> **Job**
Each entry must appear again exactly as it does in the source.

[Data extracted from a collection]

○ ○ ○ ○

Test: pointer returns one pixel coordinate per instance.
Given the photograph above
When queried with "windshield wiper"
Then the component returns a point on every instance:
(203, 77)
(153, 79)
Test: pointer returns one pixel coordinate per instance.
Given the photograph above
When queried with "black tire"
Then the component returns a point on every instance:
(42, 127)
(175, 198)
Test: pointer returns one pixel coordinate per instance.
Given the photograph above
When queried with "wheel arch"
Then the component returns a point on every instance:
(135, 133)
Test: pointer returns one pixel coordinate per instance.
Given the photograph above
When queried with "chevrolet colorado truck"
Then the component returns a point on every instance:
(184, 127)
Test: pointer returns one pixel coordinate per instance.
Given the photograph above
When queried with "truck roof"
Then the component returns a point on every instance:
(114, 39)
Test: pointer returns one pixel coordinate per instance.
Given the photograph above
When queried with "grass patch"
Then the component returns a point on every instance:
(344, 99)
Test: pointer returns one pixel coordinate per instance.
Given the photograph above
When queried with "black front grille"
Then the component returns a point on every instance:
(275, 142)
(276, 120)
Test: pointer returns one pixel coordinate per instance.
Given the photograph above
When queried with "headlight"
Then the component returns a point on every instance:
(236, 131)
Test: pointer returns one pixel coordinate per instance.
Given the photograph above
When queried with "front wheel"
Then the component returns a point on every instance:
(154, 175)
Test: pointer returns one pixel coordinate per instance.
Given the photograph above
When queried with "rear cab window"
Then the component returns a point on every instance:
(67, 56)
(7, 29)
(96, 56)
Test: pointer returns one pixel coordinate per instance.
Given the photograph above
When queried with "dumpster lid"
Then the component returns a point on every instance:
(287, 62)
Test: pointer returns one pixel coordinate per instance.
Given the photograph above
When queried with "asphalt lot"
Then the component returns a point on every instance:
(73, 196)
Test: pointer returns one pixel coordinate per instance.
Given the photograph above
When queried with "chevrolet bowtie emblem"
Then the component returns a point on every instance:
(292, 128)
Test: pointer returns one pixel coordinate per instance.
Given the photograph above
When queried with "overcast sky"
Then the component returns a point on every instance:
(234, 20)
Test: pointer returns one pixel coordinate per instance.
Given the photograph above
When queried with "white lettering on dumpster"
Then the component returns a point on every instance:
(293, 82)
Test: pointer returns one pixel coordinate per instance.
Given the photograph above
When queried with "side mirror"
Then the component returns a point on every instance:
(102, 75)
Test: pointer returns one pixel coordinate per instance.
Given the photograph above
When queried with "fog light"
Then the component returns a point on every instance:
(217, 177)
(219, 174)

○ ○ ○ ○

> **Answer for this exercise**
Test: pointer returns one pixel coordinate per instance.
Given the photograph above
When queried with "windshield wiper"
Then the component returns a point on every instance:
(203, 77)
(153, 79)
Test: pointer returns one pixel coordinate per instance.
Given the photograph above
When queried with "black tire"
Then the component returns a point on every instance:
(42, 127)
(175, 198)
Test: pointer returns one pixel coordinate per instance.
Given the photograph above
When queried with "wheel arch"
Then the component returns a point on every instance:
(135, 133)
Test: pointer returns one pixel coordinate per instance.
Given the photograph above
When queried with "chevrolet colorado truck"
Then the component returns a point on every instance:
(184, 127)
Test: pointer returns one pixel coordinate per instance.
Given the photograph above
When queried with "truck roof"
Then the component returns a point on every instance:
(114, 39)
Test: pointer returns one pixel coordinate per instance.
Given the photograph above
When queried with "grass patch"
Then the component returns a point on every instance:
(344, 99)
Test: pointer returns one pixel coordinate per instance.
Given the photograph above
When queried with "black front grille"
Then the component returns a point on every instance:
(275, 142)
(276, 120)
Test: pointer returns one pixel coordinate per instance.
Given the photograph above
When queried with "headlight"
Then the component returns a point on every instance:
(236, 131)
Test: pointer returns one pixel coordinate per instance.
Given the photograph above
When queried with "front wheel"
Then the component returns a point on every instance:
(154, 175)
Test: pointer returns one pixel coordinate per instance.
Given the photograph above
When queried with "rear cab window"
Then the component returns a point on every instance:
(67, 56)
(7, 29)
(96, 56)
Test: pointer returns one pixel coordinate per instance.
Given the photograph above
When queried with "dumpster lid"
Then the component returns a point on every instance:
(287, 62)
Test: pointer returns one pixel coordinate per instance.
Given the photograph above
When queried with "asphalt lot"
Then the component returns a point on every instance:
(73, 196)
Test: pointer returns one pixel coordinate per instance.
Given the photograph above
When queried with "chevrolet bowtie emblem"
Then the component returns a point on every instance:
(292, 128)
Test: pointer returns one pixel coordinate per instance.
Given the photograph above
When queried with "overcast sky"
Then the component returns a point on every instance:
(234, 20)
Test: pointer returns one pixel coordinate per instance.
Given the photograph above
When queried with "white lettering on dumpster"
Then the component returns a point on every instance:
(293, 82)
Test: pointer returns one pixel coordinate per instance.
Given the photograph above
When queried with "side mirror"
Then the component returns a point on every instance:
(102, 75)
Test: pointer returns one pixel coordinate per instance.
Given the photograph above
When queried with "fog light"
Then the component returns a point on every instance:
(217, 177)
(219, 174)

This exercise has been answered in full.